Records section start

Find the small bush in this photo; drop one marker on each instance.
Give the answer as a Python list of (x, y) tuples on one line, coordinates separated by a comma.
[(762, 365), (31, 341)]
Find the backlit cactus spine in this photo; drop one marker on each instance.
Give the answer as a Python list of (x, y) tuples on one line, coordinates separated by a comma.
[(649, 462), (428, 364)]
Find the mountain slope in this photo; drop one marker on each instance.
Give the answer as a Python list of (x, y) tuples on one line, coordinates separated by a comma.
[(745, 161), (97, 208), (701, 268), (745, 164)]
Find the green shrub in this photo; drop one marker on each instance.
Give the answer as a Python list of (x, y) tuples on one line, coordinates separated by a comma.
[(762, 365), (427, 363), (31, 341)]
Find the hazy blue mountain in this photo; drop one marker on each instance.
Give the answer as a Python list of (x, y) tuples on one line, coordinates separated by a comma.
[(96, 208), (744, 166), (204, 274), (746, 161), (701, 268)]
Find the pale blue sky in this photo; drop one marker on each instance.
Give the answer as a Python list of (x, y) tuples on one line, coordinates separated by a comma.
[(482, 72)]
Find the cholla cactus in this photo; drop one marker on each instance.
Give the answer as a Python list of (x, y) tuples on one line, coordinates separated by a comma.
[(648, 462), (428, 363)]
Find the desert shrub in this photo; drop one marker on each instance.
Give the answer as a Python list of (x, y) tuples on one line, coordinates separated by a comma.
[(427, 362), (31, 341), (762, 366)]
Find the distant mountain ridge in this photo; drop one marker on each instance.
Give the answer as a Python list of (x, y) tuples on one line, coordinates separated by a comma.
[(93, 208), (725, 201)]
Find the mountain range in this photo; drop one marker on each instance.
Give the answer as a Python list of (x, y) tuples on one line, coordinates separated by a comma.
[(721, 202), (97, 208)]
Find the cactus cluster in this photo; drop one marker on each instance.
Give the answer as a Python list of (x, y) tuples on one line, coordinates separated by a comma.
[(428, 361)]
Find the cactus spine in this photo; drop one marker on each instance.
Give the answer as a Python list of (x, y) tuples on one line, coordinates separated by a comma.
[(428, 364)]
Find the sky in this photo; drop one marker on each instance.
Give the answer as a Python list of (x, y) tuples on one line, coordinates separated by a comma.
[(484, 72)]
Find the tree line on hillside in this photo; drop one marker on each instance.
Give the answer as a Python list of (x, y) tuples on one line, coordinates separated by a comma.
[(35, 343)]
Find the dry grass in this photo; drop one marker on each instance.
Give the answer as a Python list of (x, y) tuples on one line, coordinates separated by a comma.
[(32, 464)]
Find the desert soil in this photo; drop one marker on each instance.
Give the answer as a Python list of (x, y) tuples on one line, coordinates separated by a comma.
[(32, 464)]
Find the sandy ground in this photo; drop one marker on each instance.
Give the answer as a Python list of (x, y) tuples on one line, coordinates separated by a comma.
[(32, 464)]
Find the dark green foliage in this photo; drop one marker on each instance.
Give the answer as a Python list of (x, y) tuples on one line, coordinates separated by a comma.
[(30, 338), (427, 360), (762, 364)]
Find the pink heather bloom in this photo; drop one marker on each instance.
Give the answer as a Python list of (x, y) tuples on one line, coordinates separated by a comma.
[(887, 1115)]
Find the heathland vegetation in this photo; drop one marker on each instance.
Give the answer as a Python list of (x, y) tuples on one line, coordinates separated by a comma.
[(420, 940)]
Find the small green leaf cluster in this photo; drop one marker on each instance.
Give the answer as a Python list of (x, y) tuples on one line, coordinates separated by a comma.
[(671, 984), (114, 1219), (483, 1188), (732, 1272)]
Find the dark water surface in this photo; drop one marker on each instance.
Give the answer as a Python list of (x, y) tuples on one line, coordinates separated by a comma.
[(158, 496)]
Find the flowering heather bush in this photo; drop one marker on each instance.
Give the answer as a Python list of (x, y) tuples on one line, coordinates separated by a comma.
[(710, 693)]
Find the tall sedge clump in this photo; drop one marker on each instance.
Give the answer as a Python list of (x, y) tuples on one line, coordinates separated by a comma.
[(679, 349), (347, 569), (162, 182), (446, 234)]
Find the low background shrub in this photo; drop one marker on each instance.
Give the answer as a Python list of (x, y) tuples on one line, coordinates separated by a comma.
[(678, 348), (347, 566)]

Records section end

* Required work: Retype all of the entries. Keep each one exactly as written.

* Written response:
Find the small bush in this photo; drop one marker on each instance.
Give the answer as a Python list of (x, y) tuples on one line, coordinates separated by a comma.
[(762, 365), (31, 341)]
Find the backlit cactus spine in this photo; drop one marker on each instance.
Give the answer as a Python list of (x, y) tuples on one line, coordinates separated by a comma.
[(649, 462), (428, 364)]
Find the mountain slope in this photo; drop one marker on each instance.
Give the answer as a Python list of (x, y) tuples on one line, coordinates separated by a comma.
[(745, 161), (97, 208), (701, 268), (745, 164)]
Find the green shrub in this photo; drop one marker on each instance.
Give the answer as a Python list of (x, y) tuples on one line, coordinates separated by a comma.
[(762, 365), (427, 363), (31, 341)]
Find the hazy blue mountain in this photo; drop one marker on each instance.
Give the answer as a Python list of (x, y) tuples on one line, coordinates separated by a comma.
[(96, 208), (744, 166), (204, 274), (746, 161), (701, 268)]
Find the pale blue sky in this photo; drop one marker on each instance.
Give the answer as a Python list of (x, y) tuples on one line, coordinates separated by a comma.
[(482, 72)]
Find the cholla cactus in this photo; drop one marker on each instance.
Give the answer as a Python list of (x, y) tuples on one line, coordinates separated by a comma.
[(648, 462), (428, 363)]
Find the desert shrub in this photo; drop one marker on each instance.
Give the answer as a Python list of (x, y) tuples on one line, coordinates separated by a comma.
[(427, 362), (31, 341), (762, 366)]
Find the distant mountain ridge in this photo; drop one marker on each instance.
Give the answer as a Python list of (x, y) tuples on one line, coordinates separated by a comma.
[(93, 208), (725, 201)]
Find the mountain range in this photo; drop one marker on each instance.
Give the answer as a Python list of (x, y) tuples on one line, coordinates separated by a comma.
[(721, 202), (97, 208)]
Find the cactus cluster in this photo; drop one marker on each instance.
Give the answer as a Python list of (x, y) tuples on one line, coordinates separated by a comma.
[(428, 361)]
Find the cactus spine in this photo; drop one marker on each instance.
Give the answer as a Python list of (x, y) tuples on one line, coordinates separated by a comma.
[(428, 364)]
Find the sky in this photo; drop one marker on each instance.
Give the answer as a Python list of (x, y) tuples on one line, coordinates separated by a comma.
[(484, 72)]
Find the tree line on hillside in this photo; drop one marker on each instance.
Give the answer as a Python list of (x, y) tuples on one line, coordinates separated by a comma.
[(35, 343)]
Find the dry grass in this photo; drop one marker on each instance.
Give the answer as a Python list of (x, y) tuples on one line, coordinates separated by a comma.
[(32, 464)]
Find the desert soil in this photo; drop one marker on each instance.
Give the answer as a Python list of (x, y) tuples on one line, coordinates separated by a comma.
[(32, 464)]
Find the sandy ground in this photo; drop one marker on each instance.
Give the answer as a Python list of (x, y) tuples on one line, coordinates separated by a comma.
[(32, 464)]
Find the dark green foliage in this photo; drop one marker on each instance.
Give the answer as a Python list of (x, y) tuples on one line, coordinates separated by a comma.
[(30, 338), (427, 360), (762, 364)]
Find the pink heather bloom in this photo; drop one marker on each instance.
Give the answer as a Python list of (x, y) tuples on one line, coordinates separated by a comma.
[(887, 1115)]
Find the heathland vegetation in this photo; drop one marker on each instance.
Give the answer as a Python list of (x, y) tuples on one line, coordinates separated by a comma.
[(420, 940)]
Find the small green leaf cluster in this photo; drop one marker on each instance.
Give the answer as a Python list of (x, y) tuples on one line, coordinates separated by a comma.
[(671, 984), (114, 1219), (483, 1188), (732, 1272)]
Find the dark water surface in this photo; drop one marker on each instance.
Give the answer as a Python list of (x, y) tuples on one line, coordinates separated by a comma.
[(158, 496)]
Find the flowering heather bush in this photo; drop one marker on each instance.
Give the answer as a Python list of (x, y) tuples on one line, coordinates separated by a comma.
[(710, 693)]
Find the tall sedge clump in this photo; drop one marker on each instance.
Give the answer as a Python list of (x, y) tuples on one line, coordinates separated by a comma.
[(679, 349), (347, 569), (162, 182), (446, 234)]
Find the low background shrub in this photo; drop one marker on each instance.
Give the answer as a Python list of (x, y) tuples on one line, coordinates separated by a comma.
[(678, 348), (347, 566)]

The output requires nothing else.